** Data to process **
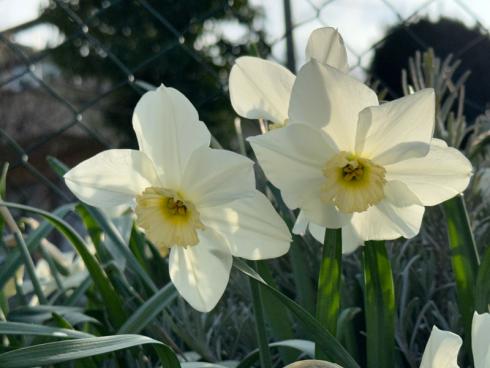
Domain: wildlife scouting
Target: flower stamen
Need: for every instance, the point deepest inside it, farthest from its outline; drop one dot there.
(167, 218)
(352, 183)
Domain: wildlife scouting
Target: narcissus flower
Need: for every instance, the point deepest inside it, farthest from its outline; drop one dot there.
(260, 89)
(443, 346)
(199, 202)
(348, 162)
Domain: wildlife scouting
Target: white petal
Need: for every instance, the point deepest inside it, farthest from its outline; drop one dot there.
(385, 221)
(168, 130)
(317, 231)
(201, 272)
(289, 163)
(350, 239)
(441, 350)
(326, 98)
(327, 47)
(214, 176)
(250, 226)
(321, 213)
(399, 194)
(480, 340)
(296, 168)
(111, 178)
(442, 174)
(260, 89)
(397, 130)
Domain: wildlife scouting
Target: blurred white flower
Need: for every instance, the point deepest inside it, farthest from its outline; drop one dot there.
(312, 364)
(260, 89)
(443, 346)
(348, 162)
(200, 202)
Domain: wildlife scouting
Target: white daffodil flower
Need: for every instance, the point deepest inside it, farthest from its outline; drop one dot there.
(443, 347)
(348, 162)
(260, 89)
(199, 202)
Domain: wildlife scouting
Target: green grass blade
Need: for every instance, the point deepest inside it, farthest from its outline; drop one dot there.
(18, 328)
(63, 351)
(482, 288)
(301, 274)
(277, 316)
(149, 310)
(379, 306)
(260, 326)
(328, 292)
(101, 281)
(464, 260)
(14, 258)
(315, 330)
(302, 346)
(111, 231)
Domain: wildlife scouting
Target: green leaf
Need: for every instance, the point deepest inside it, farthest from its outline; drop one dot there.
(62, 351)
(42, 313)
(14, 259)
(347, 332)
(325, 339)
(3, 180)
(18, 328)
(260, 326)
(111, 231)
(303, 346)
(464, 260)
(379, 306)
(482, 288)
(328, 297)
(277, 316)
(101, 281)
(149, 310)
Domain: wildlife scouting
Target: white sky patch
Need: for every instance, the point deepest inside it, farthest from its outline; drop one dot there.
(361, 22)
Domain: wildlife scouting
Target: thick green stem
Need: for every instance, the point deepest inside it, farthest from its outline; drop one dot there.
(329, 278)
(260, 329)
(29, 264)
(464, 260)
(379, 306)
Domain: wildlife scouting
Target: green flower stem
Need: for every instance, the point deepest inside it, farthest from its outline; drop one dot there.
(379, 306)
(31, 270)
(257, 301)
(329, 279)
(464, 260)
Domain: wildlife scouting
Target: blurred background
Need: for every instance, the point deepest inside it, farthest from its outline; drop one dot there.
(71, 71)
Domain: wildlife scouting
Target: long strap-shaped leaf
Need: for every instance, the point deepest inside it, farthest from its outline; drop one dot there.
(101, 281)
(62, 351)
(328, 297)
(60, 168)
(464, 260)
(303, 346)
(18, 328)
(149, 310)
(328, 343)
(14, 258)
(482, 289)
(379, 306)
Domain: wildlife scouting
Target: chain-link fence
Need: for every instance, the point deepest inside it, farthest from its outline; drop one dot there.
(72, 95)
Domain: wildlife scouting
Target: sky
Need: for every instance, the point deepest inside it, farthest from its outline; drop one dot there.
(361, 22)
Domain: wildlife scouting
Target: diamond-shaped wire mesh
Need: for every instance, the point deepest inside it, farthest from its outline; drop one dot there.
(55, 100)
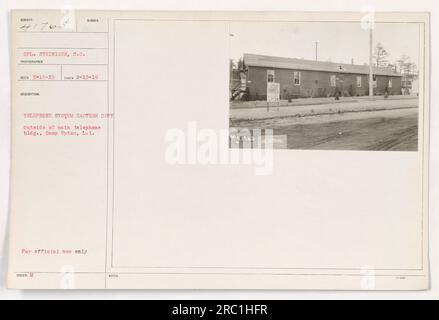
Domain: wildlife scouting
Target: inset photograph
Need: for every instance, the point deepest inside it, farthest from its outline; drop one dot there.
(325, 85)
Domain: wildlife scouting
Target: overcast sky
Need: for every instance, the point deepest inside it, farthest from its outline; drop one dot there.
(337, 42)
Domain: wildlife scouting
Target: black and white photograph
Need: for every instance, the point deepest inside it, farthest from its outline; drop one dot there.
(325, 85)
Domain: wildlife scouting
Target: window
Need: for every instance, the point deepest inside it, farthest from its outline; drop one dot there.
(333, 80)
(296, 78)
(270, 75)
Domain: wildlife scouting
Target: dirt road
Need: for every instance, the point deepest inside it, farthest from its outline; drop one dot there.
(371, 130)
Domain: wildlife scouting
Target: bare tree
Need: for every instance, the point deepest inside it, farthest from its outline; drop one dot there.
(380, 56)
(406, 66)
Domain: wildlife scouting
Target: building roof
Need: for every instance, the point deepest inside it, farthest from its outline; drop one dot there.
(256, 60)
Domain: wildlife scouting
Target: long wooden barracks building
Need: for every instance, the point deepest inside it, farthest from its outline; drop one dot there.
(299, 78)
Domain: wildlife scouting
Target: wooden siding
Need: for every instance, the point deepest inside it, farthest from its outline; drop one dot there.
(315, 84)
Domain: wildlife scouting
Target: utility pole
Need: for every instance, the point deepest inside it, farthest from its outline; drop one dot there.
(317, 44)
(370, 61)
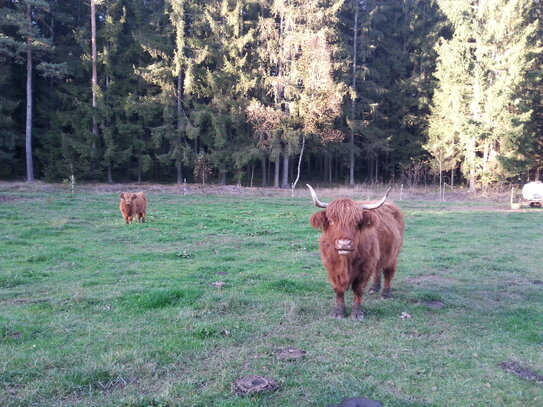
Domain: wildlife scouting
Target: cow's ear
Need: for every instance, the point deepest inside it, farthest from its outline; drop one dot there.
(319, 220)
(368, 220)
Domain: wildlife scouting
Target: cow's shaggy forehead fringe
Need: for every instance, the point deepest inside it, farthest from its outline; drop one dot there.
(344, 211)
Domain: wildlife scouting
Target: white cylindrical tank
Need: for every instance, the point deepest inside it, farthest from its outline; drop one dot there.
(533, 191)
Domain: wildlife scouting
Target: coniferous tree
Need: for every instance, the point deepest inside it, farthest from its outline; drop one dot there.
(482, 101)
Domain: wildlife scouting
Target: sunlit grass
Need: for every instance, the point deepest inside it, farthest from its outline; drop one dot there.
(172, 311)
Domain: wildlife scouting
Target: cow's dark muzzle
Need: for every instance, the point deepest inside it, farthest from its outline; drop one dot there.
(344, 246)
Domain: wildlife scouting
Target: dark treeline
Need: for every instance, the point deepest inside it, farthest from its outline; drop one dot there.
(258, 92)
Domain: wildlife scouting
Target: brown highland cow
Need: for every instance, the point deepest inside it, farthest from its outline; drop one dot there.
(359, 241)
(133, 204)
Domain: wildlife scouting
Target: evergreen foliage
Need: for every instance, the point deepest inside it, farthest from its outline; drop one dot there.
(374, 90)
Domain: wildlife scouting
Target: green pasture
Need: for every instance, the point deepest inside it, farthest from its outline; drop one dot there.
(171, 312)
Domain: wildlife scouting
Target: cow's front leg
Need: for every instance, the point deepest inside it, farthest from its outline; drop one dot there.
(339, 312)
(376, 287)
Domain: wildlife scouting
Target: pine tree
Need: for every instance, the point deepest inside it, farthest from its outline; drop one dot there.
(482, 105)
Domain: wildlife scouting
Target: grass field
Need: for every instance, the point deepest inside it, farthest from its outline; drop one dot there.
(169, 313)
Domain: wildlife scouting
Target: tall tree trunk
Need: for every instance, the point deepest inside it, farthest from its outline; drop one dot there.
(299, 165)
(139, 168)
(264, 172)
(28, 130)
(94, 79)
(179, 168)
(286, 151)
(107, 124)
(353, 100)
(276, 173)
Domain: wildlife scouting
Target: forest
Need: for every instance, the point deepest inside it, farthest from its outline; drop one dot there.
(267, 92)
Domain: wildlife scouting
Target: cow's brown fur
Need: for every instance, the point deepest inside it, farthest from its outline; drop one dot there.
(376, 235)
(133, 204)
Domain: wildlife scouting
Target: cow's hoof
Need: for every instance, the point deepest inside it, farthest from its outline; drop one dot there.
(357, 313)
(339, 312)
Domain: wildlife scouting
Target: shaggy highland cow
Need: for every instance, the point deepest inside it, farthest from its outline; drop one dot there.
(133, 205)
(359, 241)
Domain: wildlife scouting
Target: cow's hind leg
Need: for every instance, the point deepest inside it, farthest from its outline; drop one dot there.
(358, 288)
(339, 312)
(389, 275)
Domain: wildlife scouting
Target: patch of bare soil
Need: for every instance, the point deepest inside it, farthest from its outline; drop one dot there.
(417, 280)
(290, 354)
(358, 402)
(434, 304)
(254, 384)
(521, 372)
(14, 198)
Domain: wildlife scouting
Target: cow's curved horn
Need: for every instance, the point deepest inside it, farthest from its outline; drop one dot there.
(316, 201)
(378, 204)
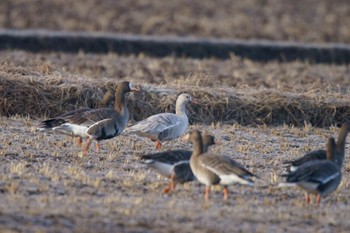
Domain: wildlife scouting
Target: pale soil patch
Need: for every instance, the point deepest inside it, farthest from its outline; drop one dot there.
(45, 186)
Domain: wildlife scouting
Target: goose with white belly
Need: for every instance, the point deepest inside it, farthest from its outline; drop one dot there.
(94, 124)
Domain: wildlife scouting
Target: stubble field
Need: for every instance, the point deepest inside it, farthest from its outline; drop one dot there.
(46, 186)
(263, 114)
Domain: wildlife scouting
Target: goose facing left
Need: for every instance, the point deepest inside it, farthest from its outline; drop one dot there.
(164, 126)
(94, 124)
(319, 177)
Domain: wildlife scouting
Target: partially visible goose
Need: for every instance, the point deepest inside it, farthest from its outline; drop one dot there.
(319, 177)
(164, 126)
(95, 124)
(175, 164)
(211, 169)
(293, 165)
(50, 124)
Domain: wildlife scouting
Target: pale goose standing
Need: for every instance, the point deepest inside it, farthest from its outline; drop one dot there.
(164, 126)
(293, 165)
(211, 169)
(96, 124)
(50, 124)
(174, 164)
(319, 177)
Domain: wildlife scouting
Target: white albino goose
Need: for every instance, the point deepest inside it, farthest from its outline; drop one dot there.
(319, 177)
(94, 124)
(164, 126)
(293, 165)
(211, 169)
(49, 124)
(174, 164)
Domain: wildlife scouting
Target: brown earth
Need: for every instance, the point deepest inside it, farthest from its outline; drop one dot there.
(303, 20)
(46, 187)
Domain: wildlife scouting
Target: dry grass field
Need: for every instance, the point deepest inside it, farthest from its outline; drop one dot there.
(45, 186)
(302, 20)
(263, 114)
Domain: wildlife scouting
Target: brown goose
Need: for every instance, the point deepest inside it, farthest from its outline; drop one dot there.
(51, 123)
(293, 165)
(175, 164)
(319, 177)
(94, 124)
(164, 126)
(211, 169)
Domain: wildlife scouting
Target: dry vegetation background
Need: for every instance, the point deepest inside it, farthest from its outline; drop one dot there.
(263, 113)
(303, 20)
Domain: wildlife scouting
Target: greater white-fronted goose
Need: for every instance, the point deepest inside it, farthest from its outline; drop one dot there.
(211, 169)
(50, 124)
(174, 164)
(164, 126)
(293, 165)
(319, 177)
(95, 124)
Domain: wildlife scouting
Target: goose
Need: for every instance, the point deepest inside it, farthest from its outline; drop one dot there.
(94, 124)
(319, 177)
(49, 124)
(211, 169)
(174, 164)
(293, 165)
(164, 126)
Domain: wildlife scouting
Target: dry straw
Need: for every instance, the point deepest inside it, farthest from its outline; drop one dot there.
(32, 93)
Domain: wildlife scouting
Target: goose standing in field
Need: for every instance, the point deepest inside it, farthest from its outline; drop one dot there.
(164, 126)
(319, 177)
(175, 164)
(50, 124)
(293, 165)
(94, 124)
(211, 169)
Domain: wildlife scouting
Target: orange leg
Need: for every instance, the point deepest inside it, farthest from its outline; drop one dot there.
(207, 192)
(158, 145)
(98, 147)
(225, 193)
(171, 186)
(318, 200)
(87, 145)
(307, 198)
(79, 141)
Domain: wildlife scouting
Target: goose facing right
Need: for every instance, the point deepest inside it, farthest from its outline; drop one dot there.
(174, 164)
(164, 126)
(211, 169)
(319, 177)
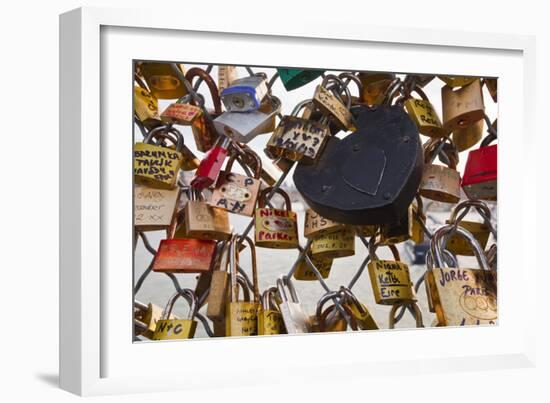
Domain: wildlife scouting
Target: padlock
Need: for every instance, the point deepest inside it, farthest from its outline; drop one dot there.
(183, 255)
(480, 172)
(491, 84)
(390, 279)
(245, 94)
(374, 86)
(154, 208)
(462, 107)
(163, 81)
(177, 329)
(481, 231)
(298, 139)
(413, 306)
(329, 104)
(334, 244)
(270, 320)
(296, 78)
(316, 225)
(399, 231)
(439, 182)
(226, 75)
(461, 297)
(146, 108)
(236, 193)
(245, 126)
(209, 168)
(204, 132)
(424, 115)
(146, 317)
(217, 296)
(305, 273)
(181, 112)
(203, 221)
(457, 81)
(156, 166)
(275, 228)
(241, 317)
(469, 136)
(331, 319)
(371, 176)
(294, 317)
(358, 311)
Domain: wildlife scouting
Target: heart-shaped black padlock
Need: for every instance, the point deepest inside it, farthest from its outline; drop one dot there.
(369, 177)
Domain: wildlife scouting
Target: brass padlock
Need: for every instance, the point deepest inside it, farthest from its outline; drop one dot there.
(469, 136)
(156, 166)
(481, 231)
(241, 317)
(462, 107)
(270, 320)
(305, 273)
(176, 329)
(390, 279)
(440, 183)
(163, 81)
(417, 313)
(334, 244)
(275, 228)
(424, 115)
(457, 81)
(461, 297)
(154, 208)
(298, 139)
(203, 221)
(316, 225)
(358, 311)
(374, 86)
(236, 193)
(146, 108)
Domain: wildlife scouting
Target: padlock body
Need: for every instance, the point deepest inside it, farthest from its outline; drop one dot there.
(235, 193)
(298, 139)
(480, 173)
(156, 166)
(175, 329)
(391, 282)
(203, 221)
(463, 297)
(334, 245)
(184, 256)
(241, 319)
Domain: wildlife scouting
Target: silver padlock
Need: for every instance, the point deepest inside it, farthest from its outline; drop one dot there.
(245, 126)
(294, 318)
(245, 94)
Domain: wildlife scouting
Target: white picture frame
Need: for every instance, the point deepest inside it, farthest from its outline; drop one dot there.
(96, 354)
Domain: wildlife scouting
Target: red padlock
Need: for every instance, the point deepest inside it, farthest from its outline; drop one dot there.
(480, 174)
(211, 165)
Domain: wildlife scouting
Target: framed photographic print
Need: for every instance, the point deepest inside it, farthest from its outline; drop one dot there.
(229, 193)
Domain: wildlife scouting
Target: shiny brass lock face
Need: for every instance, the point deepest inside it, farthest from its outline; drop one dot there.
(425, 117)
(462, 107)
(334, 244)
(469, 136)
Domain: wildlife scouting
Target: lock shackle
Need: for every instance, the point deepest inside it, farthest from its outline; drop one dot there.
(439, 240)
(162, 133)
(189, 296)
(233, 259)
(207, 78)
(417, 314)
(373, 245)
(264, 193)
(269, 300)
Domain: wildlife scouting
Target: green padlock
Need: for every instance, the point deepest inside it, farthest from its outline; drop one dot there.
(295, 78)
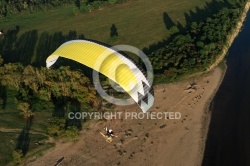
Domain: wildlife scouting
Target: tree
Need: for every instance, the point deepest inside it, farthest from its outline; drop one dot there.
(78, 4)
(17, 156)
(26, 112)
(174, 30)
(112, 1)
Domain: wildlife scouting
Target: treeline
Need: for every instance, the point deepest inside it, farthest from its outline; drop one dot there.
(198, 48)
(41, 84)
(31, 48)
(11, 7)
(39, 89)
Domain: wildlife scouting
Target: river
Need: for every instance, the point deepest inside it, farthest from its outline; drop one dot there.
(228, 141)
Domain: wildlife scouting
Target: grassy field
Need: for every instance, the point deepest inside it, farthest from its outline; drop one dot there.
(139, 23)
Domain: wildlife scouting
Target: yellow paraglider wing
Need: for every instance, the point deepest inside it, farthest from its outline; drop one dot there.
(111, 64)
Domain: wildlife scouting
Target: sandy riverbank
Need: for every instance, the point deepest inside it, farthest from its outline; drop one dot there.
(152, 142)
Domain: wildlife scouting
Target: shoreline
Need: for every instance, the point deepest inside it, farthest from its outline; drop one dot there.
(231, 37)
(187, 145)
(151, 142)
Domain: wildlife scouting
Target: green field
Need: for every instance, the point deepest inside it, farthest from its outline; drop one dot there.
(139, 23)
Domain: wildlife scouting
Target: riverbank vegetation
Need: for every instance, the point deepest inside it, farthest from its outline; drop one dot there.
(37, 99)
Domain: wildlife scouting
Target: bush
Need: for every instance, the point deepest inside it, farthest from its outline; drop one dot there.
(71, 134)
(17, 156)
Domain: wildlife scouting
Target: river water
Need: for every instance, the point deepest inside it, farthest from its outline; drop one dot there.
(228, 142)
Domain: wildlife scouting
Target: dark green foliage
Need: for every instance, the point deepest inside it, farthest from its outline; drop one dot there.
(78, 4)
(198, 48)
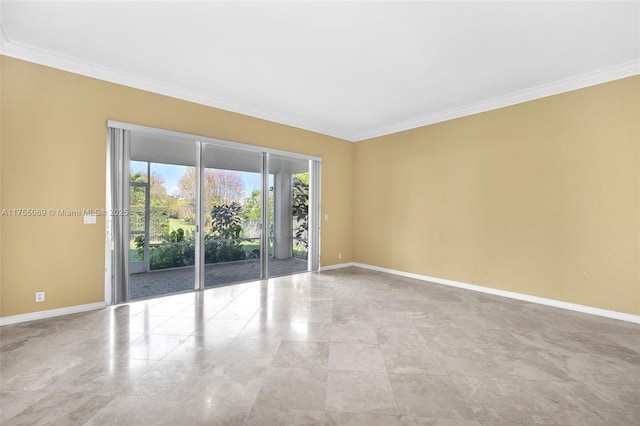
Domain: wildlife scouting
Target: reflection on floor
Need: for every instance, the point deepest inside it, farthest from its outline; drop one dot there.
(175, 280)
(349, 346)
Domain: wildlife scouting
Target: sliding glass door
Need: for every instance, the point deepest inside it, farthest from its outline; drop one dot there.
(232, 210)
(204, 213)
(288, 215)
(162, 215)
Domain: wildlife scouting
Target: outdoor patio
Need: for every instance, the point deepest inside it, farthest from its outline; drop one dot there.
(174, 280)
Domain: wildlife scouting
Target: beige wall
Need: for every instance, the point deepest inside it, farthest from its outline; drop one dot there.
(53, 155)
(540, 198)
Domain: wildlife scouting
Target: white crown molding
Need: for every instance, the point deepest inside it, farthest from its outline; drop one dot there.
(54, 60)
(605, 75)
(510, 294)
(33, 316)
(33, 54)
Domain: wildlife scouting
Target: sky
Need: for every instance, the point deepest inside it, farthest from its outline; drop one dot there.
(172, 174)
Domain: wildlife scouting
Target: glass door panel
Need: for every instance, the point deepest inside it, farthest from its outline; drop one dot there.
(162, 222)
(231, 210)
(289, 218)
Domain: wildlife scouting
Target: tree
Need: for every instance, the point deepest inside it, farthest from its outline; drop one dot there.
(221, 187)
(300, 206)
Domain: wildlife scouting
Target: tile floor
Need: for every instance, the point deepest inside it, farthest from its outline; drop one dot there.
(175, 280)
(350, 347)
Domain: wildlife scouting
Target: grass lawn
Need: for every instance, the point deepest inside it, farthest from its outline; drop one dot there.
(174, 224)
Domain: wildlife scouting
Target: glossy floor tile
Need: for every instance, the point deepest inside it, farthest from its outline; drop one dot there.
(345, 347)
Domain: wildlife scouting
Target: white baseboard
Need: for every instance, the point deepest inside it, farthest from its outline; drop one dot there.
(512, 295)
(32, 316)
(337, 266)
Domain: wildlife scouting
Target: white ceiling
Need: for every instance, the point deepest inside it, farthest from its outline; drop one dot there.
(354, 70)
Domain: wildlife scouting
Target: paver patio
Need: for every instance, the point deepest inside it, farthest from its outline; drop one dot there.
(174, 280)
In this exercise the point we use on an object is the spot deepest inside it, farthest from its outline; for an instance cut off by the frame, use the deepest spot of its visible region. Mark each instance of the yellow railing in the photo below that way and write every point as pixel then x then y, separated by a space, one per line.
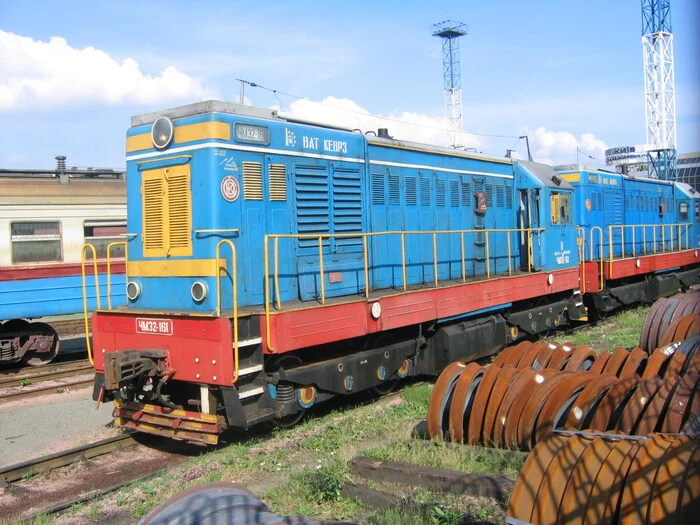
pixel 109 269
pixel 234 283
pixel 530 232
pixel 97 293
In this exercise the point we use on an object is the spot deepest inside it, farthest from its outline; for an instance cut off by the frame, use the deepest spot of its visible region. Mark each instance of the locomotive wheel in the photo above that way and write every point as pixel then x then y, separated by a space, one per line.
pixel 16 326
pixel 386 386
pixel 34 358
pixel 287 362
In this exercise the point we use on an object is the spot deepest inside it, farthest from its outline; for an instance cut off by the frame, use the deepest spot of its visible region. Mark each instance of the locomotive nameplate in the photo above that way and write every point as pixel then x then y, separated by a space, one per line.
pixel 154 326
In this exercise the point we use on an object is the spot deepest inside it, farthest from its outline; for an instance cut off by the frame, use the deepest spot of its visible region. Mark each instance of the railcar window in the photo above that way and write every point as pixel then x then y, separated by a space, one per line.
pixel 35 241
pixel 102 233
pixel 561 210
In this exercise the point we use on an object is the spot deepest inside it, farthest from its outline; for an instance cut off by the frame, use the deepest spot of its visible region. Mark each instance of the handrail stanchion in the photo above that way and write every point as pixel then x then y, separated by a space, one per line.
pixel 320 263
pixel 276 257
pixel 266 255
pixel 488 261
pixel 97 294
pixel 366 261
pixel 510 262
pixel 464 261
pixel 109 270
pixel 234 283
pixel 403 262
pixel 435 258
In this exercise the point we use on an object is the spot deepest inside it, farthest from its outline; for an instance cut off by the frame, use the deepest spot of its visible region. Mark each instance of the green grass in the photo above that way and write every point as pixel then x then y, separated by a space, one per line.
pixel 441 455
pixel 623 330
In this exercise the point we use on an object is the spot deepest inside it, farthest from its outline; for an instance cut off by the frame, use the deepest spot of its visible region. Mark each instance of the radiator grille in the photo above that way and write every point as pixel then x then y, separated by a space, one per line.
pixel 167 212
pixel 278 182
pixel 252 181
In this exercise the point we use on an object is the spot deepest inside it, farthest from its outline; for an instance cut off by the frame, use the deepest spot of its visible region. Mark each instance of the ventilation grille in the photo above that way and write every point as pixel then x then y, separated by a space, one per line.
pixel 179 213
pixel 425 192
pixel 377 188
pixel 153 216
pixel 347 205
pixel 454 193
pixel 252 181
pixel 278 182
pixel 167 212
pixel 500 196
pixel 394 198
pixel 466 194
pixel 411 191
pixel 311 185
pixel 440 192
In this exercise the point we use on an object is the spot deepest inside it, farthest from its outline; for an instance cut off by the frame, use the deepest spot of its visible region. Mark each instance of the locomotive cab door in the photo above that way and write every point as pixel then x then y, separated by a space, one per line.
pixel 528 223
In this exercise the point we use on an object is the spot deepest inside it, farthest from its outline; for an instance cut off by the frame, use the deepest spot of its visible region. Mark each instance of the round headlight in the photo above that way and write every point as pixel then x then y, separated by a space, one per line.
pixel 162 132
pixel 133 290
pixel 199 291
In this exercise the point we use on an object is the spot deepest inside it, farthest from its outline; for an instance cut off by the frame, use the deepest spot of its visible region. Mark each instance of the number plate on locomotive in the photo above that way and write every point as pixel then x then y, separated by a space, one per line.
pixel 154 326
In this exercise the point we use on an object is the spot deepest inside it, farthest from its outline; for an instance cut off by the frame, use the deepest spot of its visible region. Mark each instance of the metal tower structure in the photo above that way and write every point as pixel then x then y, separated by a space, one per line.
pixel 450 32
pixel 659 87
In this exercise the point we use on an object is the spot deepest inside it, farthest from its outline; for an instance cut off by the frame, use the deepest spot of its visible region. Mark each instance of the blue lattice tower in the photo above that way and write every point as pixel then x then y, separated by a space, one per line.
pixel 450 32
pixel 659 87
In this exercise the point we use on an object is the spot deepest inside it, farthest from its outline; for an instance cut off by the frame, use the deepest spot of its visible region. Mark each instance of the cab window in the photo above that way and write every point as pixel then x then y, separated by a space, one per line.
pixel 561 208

** Challenge **
Would you give again, word for word, every line from the one with "of the blue" through the final line of the listing above?

** Exercise result **
In this exercise the point we use on an object is the spot deepest inside it, farthest from its outline; for an instance cut off by the frame, use the deepest spot of its visible region. Mark each instance of the blue lattice tower in the photo above that way and write every point as pixel then x then y, separated by a space, one per line.
pixel 450 32
pixel 659 87
In this exercise the point we use on an object is the spot deepest inside it, farthest from its outline; for an instance cut off by the frame, use the deepest spot of its visible region. Mark each instance of the cab window in the photo above that way and write every point as pixel then x then y, separated by a space, one per line.
pixel 561 208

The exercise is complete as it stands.